**Task prompt**. Return the listing below unchanged, but without pictures.

• • • •

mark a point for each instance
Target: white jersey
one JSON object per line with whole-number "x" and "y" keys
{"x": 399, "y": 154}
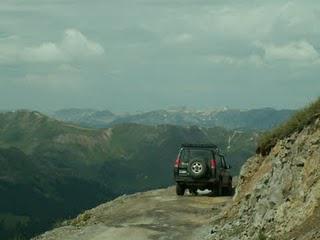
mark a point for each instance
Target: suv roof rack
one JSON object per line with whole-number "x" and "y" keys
{"x": 207, "y": 145}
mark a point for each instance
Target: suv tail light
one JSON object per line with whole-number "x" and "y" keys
{"x": 177, "y": 163}
{"x": 213, "y": 164}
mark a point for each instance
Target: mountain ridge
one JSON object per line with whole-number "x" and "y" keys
{"x": 257, "y": 119}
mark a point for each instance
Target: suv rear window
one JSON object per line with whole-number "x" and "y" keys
{"x": 189, "y": 154}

• • • •

**Expected output**.
mark a point for each instance
Target: white jersey
one JSON object per line with whole-number "x" and "y" keys
{"x": 399, "y": 154}
mark a point for each instance
Target: suv roof rack
one JSON object per line with whole-number "x" and "y" keys
{"x": 207, "y": 145}
mark a point for each instance
Target: suv tail light
one JSON object per line with whole-number "x" and "y" keys
{"x": 177, "y": 163}
{"x": 213, "y": 164}
mark a point for each instance
Target: mountain ridge
one JSON object per line with whole-number "x" and "y" keys
{"x": 257, "y": 119}
mark a point for each instance
Target: suv rear window
one JSON object per line with whole-number "x" and "y" keys
{"x": 189, "y": 154}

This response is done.